### Instructions for the task:
Counting with case mattering, how many lines in the records below contain the string "wooden"? Reply with the number alone.

### Excerpted data:
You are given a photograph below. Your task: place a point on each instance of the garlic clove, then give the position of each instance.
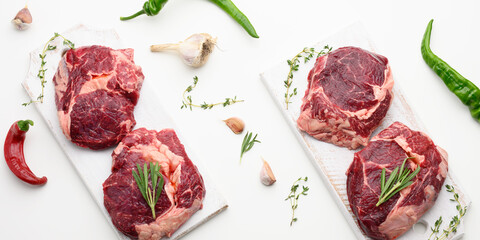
(266, 174)
(235, 124)
(23, 19)
(195, 50)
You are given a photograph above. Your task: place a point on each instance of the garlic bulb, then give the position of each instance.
(235, 124)
(23, 19)
(194, 51)
(266, 174)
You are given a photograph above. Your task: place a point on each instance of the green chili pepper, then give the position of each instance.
(235, 13)
(465, 90)
(151, 8)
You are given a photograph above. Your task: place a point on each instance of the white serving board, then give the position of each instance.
(95, 166)
(331, 161)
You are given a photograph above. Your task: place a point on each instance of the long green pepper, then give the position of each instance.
(465, 90)
(153, 7)
(236, 14)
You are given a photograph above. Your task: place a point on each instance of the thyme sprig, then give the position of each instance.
(41, 73)
(248, 143)
(150, 192)
(188, 103)
(398, 180)
(452, 226)
(293, 196)
(294, 63)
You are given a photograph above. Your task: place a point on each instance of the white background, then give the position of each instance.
(63, 209)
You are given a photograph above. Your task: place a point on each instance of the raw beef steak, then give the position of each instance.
(96, 90)
(182, 193)
(349, 92)
(388, 150)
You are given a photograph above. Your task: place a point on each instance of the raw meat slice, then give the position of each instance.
(96, 90)
(348, 95)
(182, 195)
(388, 150)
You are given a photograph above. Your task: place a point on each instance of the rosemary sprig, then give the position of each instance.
(188, 103)
(398, 180)
(151, 193)
(293, 196)
(452, 226)
(248, 143)
(41, 73)
(306, 54)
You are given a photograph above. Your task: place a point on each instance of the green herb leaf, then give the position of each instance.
(293, 196)
(398, 180)
(41, 72)
(306, 54)
(453, 224)
(151, 193)
(188, 103)
(248, 143)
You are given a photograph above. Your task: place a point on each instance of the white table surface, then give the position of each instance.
(63, 208)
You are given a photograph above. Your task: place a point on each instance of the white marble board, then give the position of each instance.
(95, 166)
(332, 161)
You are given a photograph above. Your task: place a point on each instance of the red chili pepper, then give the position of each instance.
(13, 150)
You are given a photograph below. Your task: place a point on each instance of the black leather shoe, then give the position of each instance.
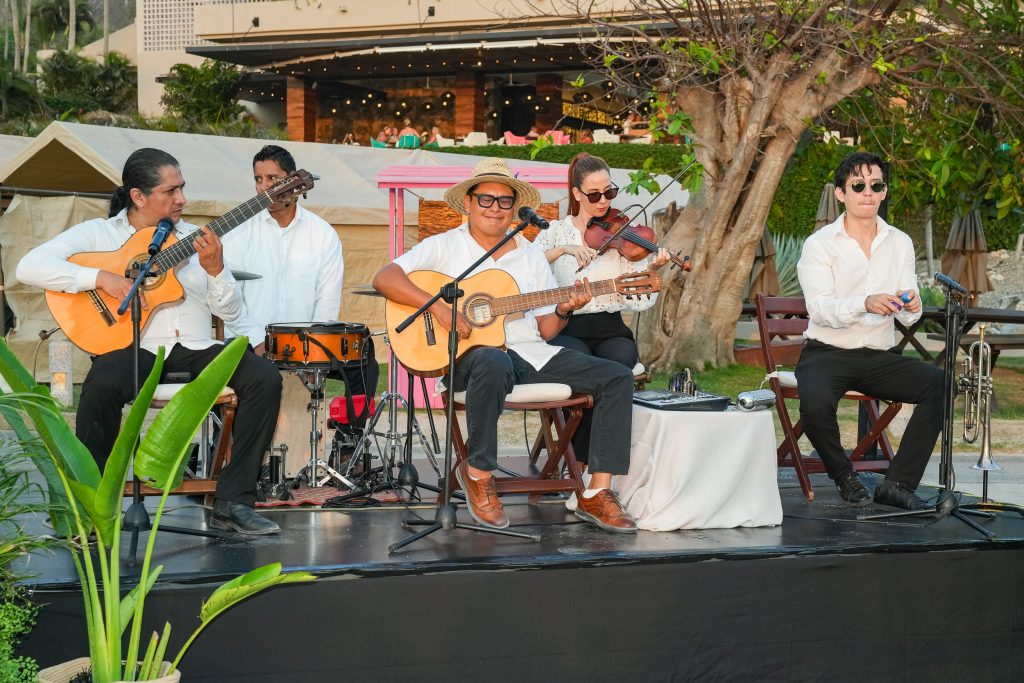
(238, 517)
(852, 491)
(898, 495)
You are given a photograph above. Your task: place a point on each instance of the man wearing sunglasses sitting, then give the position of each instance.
(857, 274)
(491, 200)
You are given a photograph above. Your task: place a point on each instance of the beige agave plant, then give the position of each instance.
(85, 500)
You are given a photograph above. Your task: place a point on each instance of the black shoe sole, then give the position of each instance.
(226, 525)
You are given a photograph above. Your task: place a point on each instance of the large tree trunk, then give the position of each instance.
(745, 130)
(72, 24)
(15, 29)
(28, 36)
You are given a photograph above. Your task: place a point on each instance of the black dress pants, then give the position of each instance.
(619, 349)
(824, 373)
(110, 385)
(487, 375)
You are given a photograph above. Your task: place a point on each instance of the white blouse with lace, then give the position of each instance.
(606, 266)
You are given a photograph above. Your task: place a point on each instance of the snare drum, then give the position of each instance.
(316, 344)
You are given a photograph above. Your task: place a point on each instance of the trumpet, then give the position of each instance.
(976, 383)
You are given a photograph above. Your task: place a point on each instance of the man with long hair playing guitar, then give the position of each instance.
(154, 189)
(489, 200)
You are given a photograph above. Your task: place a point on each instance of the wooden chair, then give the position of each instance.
(553, 401)
(207, 484)
(786, 316)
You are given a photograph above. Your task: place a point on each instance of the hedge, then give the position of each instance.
(796, 201)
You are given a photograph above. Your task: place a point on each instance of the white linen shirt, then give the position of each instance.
(837, 278)
(454, 251)
(608, 265)
(187, 322)
(301, 266)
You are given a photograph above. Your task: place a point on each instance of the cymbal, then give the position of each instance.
(366, 290)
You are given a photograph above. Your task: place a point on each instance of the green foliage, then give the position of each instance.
(93, 501)
(796, 202)
(17, 615)
(207, 93)
(74, 83)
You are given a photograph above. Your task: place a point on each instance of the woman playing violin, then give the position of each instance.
(597, 329)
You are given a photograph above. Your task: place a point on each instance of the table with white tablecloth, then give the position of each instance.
(701, 470)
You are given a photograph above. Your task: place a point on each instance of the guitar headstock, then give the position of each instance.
(286, 189)
(634, 284)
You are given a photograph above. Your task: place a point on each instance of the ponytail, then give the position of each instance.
(119, 200)
(141, 171)
(582, 166)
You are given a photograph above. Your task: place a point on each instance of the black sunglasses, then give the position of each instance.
(487, 201)
(877, 185)
(595, 196)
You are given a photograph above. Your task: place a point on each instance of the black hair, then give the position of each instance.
(141, 171)
(852, 163)
(582, 166)
(281, 156)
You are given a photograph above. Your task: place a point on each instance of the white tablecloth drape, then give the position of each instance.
(701, 470)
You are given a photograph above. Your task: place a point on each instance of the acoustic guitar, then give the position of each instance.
(489, 297)
(90, 318)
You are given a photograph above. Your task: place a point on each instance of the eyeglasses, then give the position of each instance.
(877, 185)
(487, 201)
(595, 196)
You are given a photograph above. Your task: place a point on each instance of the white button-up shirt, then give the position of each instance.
(837, 278)
(187, 322)
(301, 266)
(454, 251)
(608, 265)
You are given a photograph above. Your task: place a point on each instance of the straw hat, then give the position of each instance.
(493, 170)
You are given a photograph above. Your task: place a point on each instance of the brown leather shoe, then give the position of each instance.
(605, 511)
(481, 499)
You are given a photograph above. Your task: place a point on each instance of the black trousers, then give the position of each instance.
(824, 373)
(110, 385)
(619, 349)
(487, 375)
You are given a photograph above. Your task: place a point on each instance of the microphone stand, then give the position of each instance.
(444, 515)
(948, 500)
(136, 516)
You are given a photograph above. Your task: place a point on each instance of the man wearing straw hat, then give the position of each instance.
(491, 200)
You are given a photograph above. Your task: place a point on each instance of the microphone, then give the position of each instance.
(527, 214)
(164, 227)
(950, 283)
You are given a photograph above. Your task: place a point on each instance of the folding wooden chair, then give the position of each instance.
(786, 316)
(553, 401)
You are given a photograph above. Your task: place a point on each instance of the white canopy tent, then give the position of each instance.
(78, 158)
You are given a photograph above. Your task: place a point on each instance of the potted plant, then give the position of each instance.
(87, 503)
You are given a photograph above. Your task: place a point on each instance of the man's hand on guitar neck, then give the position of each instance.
(211, 252)
(117, 287)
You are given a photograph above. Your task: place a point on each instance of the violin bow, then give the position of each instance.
(603, 248)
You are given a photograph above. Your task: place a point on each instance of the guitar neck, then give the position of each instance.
(520, 302)
(183, 250)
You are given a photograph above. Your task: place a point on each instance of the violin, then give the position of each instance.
(612, 230)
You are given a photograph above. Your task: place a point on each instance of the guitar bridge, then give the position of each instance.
(428, 328)
(100, 306)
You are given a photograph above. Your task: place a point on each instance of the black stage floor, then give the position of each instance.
(821, 597)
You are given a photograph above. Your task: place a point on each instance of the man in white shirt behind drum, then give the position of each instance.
(297, 253)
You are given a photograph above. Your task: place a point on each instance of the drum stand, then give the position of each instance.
(314, 379)
(393, 440)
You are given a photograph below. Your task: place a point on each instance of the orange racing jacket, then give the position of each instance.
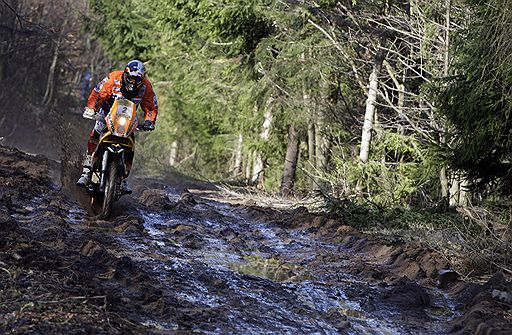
(110, 88)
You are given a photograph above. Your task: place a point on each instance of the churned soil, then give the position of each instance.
(181, 257)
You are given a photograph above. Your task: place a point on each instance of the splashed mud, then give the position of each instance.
(181, 262)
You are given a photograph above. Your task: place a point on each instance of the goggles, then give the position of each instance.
(134, 80)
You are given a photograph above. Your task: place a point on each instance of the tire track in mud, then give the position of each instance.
(172, 263)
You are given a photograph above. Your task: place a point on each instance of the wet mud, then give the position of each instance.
(192, 261)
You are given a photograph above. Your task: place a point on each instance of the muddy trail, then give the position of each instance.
(196, 261)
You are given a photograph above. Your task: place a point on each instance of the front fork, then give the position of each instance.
(104, 167)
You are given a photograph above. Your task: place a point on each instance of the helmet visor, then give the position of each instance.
(134, 80)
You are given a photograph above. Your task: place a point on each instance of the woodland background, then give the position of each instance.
(395, 104)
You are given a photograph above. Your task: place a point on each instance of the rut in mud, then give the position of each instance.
(178, 262)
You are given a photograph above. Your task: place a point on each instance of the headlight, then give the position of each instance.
(122, 121)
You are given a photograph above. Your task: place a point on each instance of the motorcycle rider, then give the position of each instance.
(130, 84)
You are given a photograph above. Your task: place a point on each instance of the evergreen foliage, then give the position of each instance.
(478, 101)
(219, 66)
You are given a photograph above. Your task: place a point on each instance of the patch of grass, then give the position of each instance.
(369, 215)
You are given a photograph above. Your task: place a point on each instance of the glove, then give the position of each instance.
(89, 113)
(148, 125)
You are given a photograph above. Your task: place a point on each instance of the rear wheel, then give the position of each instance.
(110, 190)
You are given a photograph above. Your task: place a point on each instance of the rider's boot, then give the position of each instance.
(85, 178)
(125, 188)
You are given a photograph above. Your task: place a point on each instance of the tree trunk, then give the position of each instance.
(290, 162)
(454, 192)
(50, 83)
(366, 135)
(259, 163)
(237, 167)
(443, 178)
(173, 155)
(321, 146)
(311, 153)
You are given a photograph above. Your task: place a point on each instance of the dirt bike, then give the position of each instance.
(109, 159)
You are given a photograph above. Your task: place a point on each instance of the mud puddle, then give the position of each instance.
(174, 262)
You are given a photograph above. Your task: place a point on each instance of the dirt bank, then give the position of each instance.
(178, 262)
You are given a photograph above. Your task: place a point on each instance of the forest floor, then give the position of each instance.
(182, 257)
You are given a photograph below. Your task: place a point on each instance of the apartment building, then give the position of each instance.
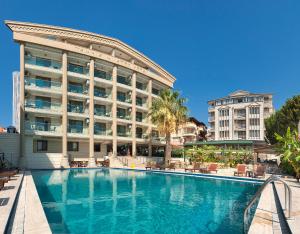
(83, 96)
(239, 116)
(191, 131)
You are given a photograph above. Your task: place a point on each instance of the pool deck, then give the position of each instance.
(24, 214)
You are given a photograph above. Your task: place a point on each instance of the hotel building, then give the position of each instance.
(83, 96)
(239, 116)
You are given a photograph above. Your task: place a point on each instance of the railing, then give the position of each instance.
(77, 89)
(287, 194)
(102, 75)
(43, 62)
(42, 83)
(40, 104)
(78, 69)
(75, 108)
(42, 126)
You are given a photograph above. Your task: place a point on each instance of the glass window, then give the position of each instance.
(97, 147)
(139, 116)
(73, 146)
(41, 145)
(121, 96)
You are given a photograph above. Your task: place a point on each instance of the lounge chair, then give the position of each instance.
(196, 167)
(212, 167)
(149, 165)
(2, 182)
(171, 166)
(240, 170)
(8, 173)
(260, 170)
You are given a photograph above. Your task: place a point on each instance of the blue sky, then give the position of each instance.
(212, 47)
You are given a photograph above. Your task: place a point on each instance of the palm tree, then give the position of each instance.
(168, 113)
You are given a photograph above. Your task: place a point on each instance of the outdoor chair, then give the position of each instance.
(196, 167)
(260, 170)
(241, 170)
(149, 165)
(171, 166)
(212, 167)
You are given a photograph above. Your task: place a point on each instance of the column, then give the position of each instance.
(22, 106)
(91, 116)
(114, 110)
(149, 118)
(65, 159)
(247, 123)
(133, 114)
(261, 123)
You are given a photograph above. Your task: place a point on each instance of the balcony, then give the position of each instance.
(42, 127)
(41, 83)
(123, 116)
(78, 69)
(79, 89)
(124, 80)
(73, 108)
(123, 134)
(102, 75)
(101, 93)
(77, 128)
(101, 112)
(42, 105)
(43, 62)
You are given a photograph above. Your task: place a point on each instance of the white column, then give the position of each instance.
(91, 116)
(114, 110)
(65, 159)
(133, 114)
(22, 106)
(149, 118)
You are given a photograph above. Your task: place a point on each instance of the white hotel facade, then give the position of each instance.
(83, 96)
(239, 116)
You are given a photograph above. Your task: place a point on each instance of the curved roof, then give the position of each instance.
(93, 38)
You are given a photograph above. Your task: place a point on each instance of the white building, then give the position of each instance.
(239, 116)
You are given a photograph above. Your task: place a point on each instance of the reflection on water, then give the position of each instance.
(122, 201)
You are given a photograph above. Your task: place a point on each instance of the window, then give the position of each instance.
(139, 101)
(139, 116)
(121, 96)
(97, 147)
(254, 110)
(41, 145)
(99, 92)
(73, 146)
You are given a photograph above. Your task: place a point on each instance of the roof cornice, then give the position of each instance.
(25, 27)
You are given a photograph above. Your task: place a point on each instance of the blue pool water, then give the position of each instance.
(124, 201)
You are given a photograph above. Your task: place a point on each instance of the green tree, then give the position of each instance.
(287, 116)
(168, 112)
(289, 147)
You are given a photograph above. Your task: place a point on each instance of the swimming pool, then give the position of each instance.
(127, 201)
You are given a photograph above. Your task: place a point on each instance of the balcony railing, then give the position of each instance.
(43, 62)
(102, 132)
(75, 108)
(102, 75)
(102, 113)
(123, 80)
(74, 128)
(78, 69)
(98, 93)
(120, 116)
(40, 104)
(124, 134)
(42, 126)
(77, 89)
(42, 83)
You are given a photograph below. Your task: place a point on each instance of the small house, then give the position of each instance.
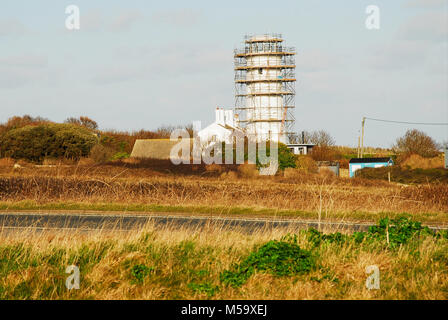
(300, 148)
(359, 163)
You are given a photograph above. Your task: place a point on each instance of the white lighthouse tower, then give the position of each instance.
(264, 82)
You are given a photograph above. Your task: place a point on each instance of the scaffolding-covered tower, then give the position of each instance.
(264, 87)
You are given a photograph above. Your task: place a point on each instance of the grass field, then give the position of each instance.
(211, 263)
(124, 187)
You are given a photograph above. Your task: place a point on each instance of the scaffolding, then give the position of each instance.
(265, 87)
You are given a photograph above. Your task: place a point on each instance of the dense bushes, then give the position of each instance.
(49, 140)
(405, 175)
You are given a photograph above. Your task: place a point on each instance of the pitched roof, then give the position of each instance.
(369, 160)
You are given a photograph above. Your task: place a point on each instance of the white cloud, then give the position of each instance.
(29, 61)
(92, 20)
(430, 26)
(426, 3)
(12, 27)
(125, 20)
(179, 18)
(114, 74)
(398, 55)
(316, 60)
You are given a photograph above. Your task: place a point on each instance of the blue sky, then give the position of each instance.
(142, 64)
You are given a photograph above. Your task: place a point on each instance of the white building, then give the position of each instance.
(223, 129)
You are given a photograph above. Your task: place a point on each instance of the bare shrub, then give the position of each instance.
(416, 142)
(415, 161)
(101, 154)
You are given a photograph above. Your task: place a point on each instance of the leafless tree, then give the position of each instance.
(319, 137)
(416, 142)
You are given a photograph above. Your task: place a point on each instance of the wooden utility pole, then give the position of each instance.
(362, 137)
(359, 139)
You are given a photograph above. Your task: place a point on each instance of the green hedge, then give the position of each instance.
(54, 140)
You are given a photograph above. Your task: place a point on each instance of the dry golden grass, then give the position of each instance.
(32, 266)
(300, 193)
(415, 161)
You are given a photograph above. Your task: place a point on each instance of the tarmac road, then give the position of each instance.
(79, 221)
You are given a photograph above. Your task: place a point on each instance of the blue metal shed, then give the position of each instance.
(359, 163)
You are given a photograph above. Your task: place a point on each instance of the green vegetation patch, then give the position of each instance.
(49, 140)
(405, 175)
(280, 258)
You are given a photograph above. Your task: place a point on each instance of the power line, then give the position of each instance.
(405, 122)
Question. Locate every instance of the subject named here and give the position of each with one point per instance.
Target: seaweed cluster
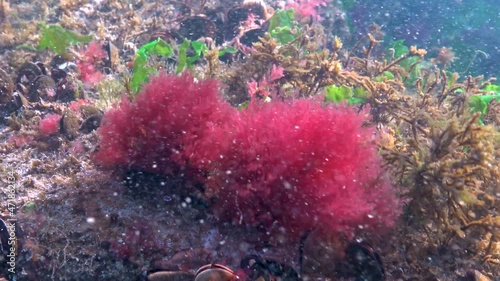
(437, 133)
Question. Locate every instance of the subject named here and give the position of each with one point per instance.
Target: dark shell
(60, 67)
(70, 125)
(258, 268)
(252, 36)
(362, 262)
(67, 90)
(89, 110)
(43, 87)
(475, 275)
(29, 71)
(6, 87)
(90, 124)
(170, 276)
(113, 58)
(239, 14)
(194, 28)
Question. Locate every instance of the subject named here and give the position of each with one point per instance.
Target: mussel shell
(29, 71)
(67, 90)
(89, 110)
(70, 124)
(252, 36)
(194, 28)
(113, 58)
(363, 263)
(240, 13)
(6, 87)
(170, 276)
(43, 87)
(90, 124)
(259, 268)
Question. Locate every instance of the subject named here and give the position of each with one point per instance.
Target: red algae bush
(287, 166)
(151, 132)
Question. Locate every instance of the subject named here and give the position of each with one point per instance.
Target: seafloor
(77, 221)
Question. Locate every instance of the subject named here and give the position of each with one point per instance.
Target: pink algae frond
(49, 125)
(307, 8)
(281, 165)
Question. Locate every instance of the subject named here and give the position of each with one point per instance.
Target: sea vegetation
(278, 123)
(439, 132)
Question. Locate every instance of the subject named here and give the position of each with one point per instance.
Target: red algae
(49, 125)
(281, 165)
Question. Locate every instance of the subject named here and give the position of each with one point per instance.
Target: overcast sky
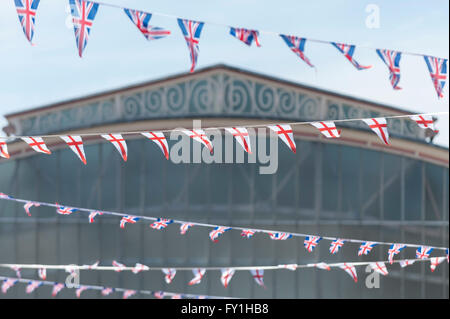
(118, 55)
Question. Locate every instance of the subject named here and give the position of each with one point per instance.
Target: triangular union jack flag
(191, 31)
(26, 10)
(297, 45)
(141, 20)
(348, 51)
(83, 15)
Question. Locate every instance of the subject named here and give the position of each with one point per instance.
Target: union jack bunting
(76, 145)
(241, 136)
(379, 126)
(160, 140)
(366, 247)
(217, 232)
(119, 143)
(245, 35)
(169, 274)
(311, 242)
(28, 205)
(191, 31)
(336, 246)
(227, 274)
(8, 283)
(351, 270)
(423, 252)
(185, 227)
(128, 219)
(424, 121)
(37, 144)
(348, 51)
(198, 275)
(297, 45)
(161, 223)
(394, 250)
(285, 133)
(328, 129)
(32, 285)
(279, 236)
(199, 136)
(258, 275)
(4, 149)
(83, 15)
(26, 10)
(141, 20)
(380, 268)
(438, 73)
(392, 61)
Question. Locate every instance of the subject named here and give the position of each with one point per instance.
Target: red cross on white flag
(241, 136)
(379, 126)
(160, 140)
(285, 133)
(76, 145)
(119, 143)
(37, 144)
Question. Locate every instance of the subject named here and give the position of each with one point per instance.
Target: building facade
(351, 187)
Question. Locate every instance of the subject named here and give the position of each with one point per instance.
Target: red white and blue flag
(392, 61)
(245, 35)
(348, 51)
(438, 73)
(83, 15)
(297, 45)
(191, 31)
(26, 9)
(142, 20)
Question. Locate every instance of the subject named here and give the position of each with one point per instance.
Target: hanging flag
(128, 219)
(4, 149)
(328, 129)
(28, 205)
(366, 248)
(241, 136)
(424, 121)
(258, 275)
(227, 274)
(336, 246)
(438, 73)
(198, 275)
(348, 51)
(37, 144)
(245, 35)
(161, 223)
(26, 10)
(119, 143)
(311, 242)
(217, 232)
(142, 20)
(199, 136)
(76, 145)
(380, 268)
(169, 274)
(285, 133)
(379, 126)
(297, 45)
(160, 140)
(351, 270)
(83, 15)
(392, 61)
(394, 250)
(191, 31)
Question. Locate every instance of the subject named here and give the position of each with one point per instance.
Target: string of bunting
(84, 12)
(310, 241)
(284, 131)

### Task solution:
3